Text:
Monday, 7 June 2010

pain and suffering

Charlotte Rampling has famously played a Nazi sex kitten


Charlotte Rampling plays Lucia Atherton, a concentration camp survivor who had an ambiguous relationship with Aldorfer. Flashbacks show Max tormenting Lucia, but also acting as her protector. In an iconic scene, Lucia sings a Marlene Dietrich song to the concentration camp guards while wearing pieces of an SS uniform...

(Marlene Dietrich was a German actress and singer)


Thirteen years after World War II, Lucia meets Aldorfer again; he is now the night porter at a Vienna hotel. There, they fall back into their sadomasochistic relationship.

(Sadism is pleasure in the infliction of pain or humiliation upon another person, while masochism is pleasure in receiving the pain.)


The film depicts the political continuity between wartime Nazism and post-war Europe and the psychological continuity of characters locked into compulsive repetition of the past. On another level it deals with the psychological condition known as Stockholm Syndrome.

(Stockholm syndrome is a psychological response sometimes seen in abducted hostages, in which the hostage shows signs of loyalty to the hostage-taker, regardless of the danger or risk in which they have been placed)

Records supplied:
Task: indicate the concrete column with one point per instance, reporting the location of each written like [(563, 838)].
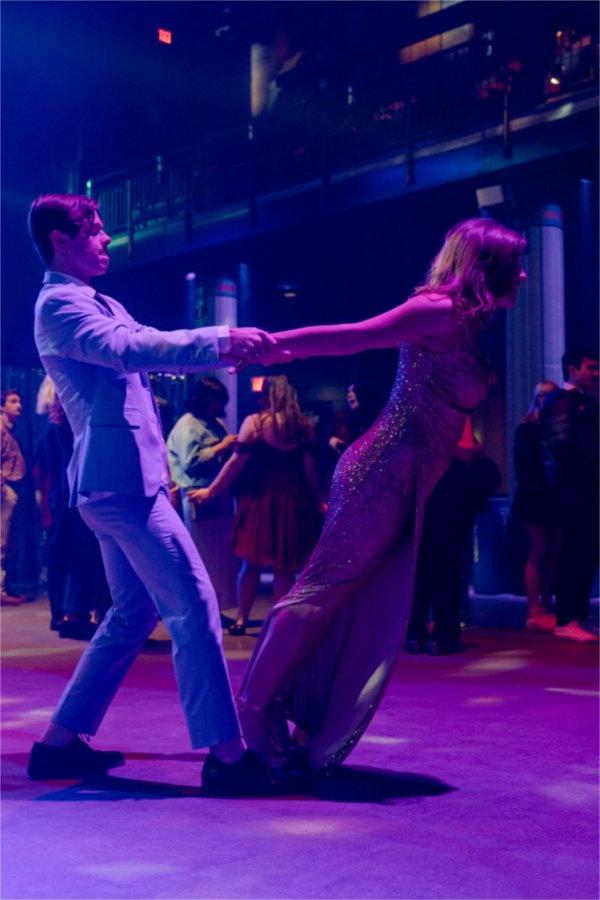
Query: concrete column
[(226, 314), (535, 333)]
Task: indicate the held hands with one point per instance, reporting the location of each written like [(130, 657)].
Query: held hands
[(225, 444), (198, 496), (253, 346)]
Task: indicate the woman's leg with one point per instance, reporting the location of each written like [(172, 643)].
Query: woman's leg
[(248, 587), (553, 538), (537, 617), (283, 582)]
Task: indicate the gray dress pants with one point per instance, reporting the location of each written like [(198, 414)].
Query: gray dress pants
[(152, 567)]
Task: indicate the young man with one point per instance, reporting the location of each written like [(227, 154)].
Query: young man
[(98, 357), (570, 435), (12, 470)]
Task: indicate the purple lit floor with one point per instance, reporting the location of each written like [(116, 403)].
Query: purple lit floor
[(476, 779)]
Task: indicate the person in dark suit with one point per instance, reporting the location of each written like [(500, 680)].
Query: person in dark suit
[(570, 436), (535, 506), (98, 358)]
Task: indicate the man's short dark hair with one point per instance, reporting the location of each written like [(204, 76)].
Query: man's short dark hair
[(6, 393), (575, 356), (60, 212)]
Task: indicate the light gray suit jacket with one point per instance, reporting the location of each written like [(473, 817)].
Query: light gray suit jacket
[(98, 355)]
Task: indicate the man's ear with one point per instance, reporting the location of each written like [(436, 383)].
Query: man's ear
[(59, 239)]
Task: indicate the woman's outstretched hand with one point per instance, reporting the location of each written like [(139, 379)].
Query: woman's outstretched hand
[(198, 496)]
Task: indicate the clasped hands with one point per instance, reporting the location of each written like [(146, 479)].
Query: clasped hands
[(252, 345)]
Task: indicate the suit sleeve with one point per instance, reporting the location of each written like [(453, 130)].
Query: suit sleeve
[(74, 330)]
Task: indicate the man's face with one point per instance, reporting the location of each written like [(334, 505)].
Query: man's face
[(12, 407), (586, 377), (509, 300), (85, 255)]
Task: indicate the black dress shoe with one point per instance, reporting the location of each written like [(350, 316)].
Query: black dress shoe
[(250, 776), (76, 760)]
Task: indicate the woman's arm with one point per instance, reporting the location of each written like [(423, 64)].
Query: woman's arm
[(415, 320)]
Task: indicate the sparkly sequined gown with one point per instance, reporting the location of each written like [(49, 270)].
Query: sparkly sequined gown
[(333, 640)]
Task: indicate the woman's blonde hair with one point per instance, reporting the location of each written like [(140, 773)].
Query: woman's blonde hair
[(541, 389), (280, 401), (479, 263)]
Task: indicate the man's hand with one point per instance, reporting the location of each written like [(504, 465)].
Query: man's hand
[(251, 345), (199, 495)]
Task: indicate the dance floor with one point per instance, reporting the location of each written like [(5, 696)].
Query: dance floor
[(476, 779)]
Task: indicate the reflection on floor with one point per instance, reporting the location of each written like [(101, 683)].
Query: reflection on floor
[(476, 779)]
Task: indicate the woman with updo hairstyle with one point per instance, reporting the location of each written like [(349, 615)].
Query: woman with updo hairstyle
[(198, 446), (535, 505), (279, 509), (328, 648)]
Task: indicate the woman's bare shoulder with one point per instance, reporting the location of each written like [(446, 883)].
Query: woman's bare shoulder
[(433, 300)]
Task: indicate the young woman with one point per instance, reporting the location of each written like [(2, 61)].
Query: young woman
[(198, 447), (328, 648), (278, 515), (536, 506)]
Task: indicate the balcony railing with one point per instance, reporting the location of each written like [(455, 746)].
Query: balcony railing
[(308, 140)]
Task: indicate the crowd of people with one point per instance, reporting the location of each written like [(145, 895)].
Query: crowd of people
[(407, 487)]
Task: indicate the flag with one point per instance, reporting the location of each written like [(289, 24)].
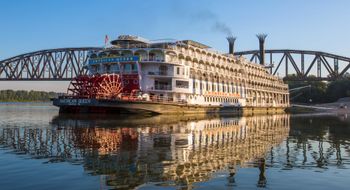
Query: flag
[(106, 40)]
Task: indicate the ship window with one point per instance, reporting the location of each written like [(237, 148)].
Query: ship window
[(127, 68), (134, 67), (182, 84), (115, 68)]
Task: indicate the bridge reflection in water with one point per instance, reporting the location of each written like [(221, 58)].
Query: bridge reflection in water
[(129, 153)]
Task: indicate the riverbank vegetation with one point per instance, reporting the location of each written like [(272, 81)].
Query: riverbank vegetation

Work instruction:
List every term that the text explains in a parenthetical note. The rows come from a separate source and are unrelated to the text.

Response:
Marlene Dietrich, sadism, masochism, Stockholm syndrome